Assignment:
Where in the data below does the word "green" appear? Copy each line that holds it.

[Point localization data]
○ ○ ○ ○ ○

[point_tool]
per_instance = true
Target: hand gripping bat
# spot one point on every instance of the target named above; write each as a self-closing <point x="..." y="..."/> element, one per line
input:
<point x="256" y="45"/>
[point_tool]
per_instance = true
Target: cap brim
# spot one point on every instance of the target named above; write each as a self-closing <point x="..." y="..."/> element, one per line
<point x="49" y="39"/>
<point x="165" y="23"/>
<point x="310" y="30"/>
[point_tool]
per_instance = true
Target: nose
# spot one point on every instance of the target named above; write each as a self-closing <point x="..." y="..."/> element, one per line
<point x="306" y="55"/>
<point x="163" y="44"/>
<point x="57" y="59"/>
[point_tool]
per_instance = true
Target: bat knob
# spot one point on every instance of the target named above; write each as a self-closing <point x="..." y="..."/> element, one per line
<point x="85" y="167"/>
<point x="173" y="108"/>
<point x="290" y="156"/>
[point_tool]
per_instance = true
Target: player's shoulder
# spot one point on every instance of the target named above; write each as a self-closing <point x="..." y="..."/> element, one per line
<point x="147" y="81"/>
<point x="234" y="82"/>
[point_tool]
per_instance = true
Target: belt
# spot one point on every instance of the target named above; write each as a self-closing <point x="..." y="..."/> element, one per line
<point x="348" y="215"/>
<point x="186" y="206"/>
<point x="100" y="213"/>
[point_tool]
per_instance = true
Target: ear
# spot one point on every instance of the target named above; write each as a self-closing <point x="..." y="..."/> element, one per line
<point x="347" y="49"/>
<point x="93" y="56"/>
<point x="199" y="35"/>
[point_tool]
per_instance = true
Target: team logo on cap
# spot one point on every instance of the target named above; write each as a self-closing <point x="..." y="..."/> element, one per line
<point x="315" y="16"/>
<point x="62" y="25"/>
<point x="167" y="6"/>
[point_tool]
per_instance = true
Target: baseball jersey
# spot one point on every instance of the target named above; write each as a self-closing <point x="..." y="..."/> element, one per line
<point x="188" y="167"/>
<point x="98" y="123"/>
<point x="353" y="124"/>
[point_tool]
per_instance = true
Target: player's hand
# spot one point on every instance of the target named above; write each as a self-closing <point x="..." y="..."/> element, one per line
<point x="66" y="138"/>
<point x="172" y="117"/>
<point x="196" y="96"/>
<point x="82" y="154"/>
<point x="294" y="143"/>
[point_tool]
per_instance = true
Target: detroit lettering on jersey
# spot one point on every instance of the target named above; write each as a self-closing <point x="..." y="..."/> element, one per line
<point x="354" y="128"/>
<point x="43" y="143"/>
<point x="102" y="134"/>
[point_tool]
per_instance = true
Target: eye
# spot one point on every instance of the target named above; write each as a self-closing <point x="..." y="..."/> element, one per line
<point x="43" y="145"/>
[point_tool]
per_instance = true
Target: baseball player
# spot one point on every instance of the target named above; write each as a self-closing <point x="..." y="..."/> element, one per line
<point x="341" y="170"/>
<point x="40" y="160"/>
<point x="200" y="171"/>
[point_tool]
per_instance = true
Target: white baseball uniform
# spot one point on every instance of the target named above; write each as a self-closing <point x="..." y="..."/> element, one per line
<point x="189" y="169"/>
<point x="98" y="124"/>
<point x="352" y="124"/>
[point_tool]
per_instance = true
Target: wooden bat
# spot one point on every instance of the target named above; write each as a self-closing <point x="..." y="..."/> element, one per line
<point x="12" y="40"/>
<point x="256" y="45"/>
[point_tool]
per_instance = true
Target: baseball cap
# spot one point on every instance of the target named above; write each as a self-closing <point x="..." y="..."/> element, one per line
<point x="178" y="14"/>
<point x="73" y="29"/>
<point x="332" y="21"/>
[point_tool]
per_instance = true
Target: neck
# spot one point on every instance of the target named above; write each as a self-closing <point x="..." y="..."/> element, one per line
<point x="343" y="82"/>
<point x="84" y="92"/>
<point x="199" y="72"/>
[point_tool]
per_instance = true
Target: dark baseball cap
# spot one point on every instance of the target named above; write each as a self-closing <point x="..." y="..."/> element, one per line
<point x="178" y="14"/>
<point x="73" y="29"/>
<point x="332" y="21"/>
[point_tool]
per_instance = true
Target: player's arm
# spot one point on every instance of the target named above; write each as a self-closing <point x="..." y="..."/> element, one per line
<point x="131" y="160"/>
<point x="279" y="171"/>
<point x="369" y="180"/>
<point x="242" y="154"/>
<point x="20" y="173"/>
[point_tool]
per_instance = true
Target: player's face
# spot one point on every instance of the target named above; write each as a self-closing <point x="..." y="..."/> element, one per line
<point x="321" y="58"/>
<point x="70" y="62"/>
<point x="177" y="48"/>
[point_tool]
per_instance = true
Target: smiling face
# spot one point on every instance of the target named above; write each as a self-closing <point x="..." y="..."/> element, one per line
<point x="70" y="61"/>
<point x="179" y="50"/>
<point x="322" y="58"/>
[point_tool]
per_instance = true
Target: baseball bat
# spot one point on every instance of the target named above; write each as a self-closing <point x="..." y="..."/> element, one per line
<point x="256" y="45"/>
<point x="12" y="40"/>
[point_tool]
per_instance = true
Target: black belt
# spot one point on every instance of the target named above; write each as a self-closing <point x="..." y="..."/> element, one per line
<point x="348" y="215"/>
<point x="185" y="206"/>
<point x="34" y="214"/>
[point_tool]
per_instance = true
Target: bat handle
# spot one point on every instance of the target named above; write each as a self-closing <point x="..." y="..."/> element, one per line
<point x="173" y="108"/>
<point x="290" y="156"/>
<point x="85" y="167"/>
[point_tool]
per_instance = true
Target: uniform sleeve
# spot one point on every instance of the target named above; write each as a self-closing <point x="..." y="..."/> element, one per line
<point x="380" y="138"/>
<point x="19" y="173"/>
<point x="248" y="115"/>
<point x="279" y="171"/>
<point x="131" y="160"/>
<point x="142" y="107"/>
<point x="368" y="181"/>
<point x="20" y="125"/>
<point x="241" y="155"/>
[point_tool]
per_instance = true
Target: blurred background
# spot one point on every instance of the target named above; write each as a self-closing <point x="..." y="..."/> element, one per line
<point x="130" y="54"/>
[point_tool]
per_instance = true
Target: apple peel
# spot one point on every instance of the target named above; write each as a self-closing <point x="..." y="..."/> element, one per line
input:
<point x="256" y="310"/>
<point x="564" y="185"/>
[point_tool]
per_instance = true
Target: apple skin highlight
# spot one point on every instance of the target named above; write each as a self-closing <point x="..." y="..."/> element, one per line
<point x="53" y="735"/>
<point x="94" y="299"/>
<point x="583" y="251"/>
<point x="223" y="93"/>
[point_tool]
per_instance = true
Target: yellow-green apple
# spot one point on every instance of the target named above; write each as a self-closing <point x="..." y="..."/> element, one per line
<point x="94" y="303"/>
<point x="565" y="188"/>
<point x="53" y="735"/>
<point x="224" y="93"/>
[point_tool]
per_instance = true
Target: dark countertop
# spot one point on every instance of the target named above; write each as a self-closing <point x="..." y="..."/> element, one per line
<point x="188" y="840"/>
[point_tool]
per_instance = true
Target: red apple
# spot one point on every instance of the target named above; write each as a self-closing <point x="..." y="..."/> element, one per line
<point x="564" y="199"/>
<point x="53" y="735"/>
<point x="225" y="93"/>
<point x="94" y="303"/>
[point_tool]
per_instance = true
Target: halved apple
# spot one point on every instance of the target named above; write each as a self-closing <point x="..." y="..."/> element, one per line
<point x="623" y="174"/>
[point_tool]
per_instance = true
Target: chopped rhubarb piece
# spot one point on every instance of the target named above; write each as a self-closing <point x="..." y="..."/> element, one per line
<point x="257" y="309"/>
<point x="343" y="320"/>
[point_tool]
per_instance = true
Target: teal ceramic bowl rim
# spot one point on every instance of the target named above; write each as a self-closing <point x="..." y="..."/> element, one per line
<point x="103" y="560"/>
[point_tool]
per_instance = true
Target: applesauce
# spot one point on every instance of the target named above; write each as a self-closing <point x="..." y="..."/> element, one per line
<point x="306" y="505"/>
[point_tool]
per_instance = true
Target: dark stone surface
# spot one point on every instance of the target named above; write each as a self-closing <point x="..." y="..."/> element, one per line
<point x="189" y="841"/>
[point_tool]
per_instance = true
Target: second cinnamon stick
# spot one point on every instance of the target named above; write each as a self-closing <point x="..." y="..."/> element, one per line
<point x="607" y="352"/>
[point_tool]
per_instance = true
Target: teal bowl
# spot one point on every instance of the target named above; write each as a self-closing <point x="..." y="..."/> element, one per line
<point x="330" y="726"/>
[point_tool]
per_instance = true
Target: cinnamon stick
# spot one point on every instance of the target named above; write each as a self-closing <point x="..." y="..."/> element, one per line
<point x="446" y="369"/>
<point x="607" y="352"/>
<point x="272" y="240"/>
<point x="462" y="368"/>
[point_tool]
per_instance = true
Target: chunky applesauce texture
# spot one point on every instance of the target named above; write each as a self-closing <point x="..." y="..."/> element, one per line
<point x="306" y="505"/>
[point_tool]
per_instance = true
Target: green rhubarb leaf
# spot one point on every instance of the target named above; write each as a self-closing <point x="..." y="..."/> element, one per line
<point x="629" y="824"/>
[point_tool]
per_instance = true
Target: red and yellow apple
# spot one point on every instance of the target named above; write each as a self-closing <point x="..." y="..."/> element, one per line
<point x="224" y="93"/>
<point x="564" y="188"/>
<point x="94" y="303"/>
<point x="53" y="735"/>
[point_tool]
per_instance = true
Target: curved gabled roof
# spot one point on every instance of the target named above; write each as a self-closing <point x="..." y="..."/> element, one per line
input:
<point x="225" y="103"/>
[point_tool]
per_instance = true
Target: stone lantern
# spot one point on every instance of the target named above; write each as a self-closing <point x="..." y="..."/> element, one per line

○ ○ ○ ○ ○

Answer for the task:
Target: yellow-green apple
Target: green rhubarb leaf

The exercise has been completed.